Algorithm 15 – Minimum Spanning Tree

Algorithm 15 – Minimum Spanning Trees

Here introduce 2 types of algorithm based on different strategies to generate the MST given a graph. The best-known MST algorithm — Prim’s algorithm and Kruskal’s algorithm.

15.1 Problem Definition

The MST problem is about connecting a bunch of nodes as cheaply as possible. And this chapter assumes that the input graph is represented using adjacency lists.

15.1.2 Spanning Trees

A tree shouldn’t contain a cycle.
for every pair $v, w \in V$ of vertices, $T$ should include a path between $v$ and $w$.

Thus we can define the MST problem as:

Input: A connected undirected graph $G =(V, E)$ and a real-valued cost $c_e$ for each edge $e \in E$.
Output: A spanning tree $T \subset E$ of $G$ with the minimum-possible sum $\sum_{e\in T}c_e$ of edge costs.

15.2 Prim’s Algorithm

Input: connected undirected graph G = (V, E) in adjacency-list representation and a cost c_e for each edge e in E.
Output: the edges of a minimum spanning tree of G.
  
# Initialization
X = [s] # s is an arbitrarily chosen vertex.
T = [] # invariant: the edges in T span X
# Main Loop
while there is an edge (v, w) with v in X and w not in X:
  (v*, w*) = a minimum-cost such edge
  X.append(w*)
  T.append((v*, w*))
 	return T

Tips: it can be implemented with an extra list containing frontier edges, and the worst time complexity of calculating minimum cost of frontier edges is $O(m)$. And the while actually halts when all edges have been explored, which means $O(n)$ (Percisely it has $n-1$ iterations). Thus, it can be concluded as $O(mn)$.

Proposition 15.2 (Prim Running Time (Straightforward))

For every graph $G = (V, E)$ and real-valued edge costs, the straightforward implementation of Prim runs in $O(mn)$ time, where $m = |E|$ and $n = |V|$.

15.3 Speeding Up Prim’s Algorithm via Heaps.

Here we introduce an algorithm with near-linear running time.

---+---

## Set exercise 1
Answer these questions about the minimum spanning tree notes, one line each:
(a) What graph representation does the chapter assume for the input graph?
(b) In Prim's algorithm, how is the starting vertex s chosen?
(c) According to Proposition 15.2, what is the running time of the straightforward implementation of Prim, and what do m and n stand for?
## Set exercise 2
Resume the minimum spanning tree notes from where they stop.

---+---

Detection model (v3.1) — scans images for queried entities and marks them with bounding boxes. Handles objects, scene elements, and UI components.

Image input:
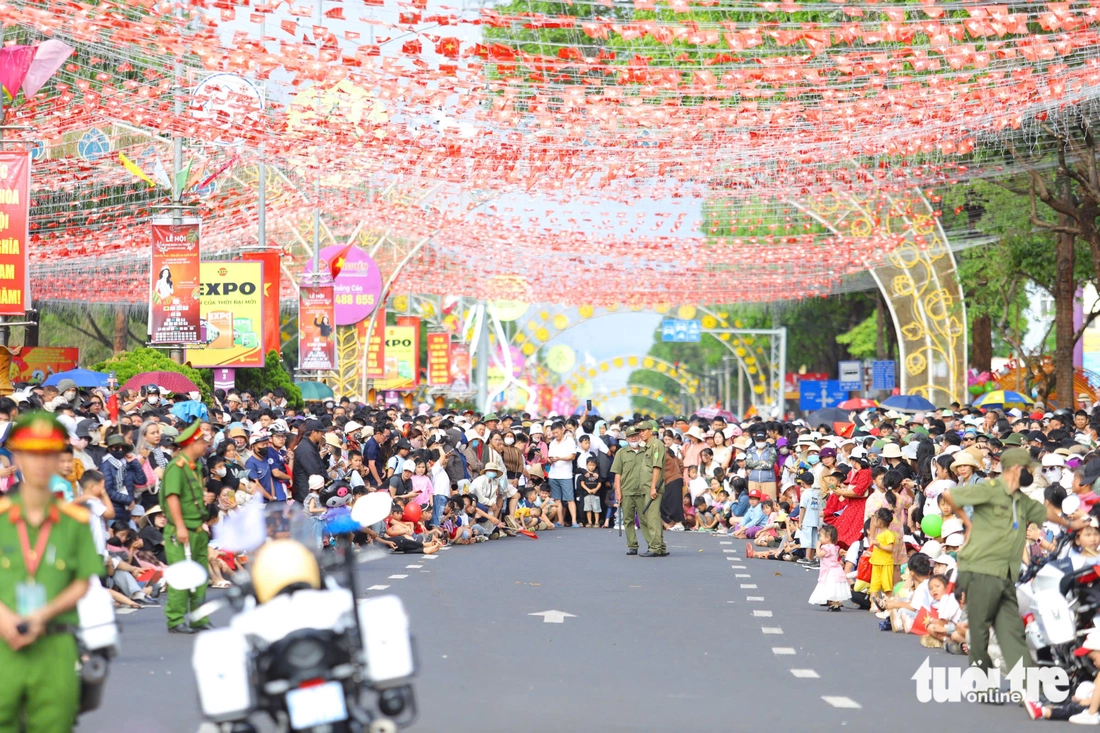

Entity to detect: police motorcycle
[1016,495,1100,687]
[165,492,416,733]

---+---

## Task result 1
(a) Adjacency lists.
(b) Arbitrarily.
(c) O(mn), where m = |E| (the number of edges) and n = |V| (the number of vertices).

## Task result 2
Theorem 15.3 (Running Time of Three Heap Operations)

In a heap with $n$ objects, the INSERT, EXTRACTMIN, DELETE operations run in $O(\log n)$ time. More importantly, the hidden constant behind the big-O notation is competitively small.

Theorem 15.4 (Prim Running Time (Heap-based))

For every graph $G = (V, E)$ and real-valued edge costs, the heap-based implementation of prim runs in $O((m+ n)\log n)$ time.

class GroupVertice(Graph.Vertice):

    def __init__(self, key=None, winner=None):
        self.key = key
        self.winner = winner


class Prim:

    def __init__(self, graph):
        self._graph = graph

        self._min_span_tree = []
        self._explored_vertex = []

        # arbitrarily choose the initial vertice
        start = random.choice(graph.vertex)

        # update the unexplored vertex
        self._unexplored_vertex = [
            vertice for vertice in graph.vertex if vertice != start]

        self._explored_vertex.append(start)

        # initilization the keys and winners in terms of vertex
        vertex = self._graph.vertex
        for vertice in vertex:
            edge = graph.get_edge_by_vertex(start, vertice)
            if vertice != start and edge:
                vertice.key = edge.weight
                vertice.winner = edge
            else:
                vertice.key = math.inf
                vertice.winner = None

        self._heap = Heap.MinHeap(self._unexplored_vertex, lambda x: x.key)

        assert self._heap.heap is not []

    def run(self):

        # Main Loop

        # if Heap is non-empty
        while self._heap.heap:

            # the default mode is extract max
            opt_vertice = self._heap.extract_root()

            # add w_opt into the explored node set
            self._explored_vertex.append(opt_vertice)

            # add the local winner edge leading to w_opt to tree
            self._min_span_tree.append(opt_vertice.winner)

            # update keys to maintain invariant
            # likewise in the dijkstra
            for index in range(len(self._unexplored_vertex)):

                # get target vertice from index
                unexplored_vertice = self._unexplored_vertex[index]

                # get edge (opt_vertice, unexplored_vertice)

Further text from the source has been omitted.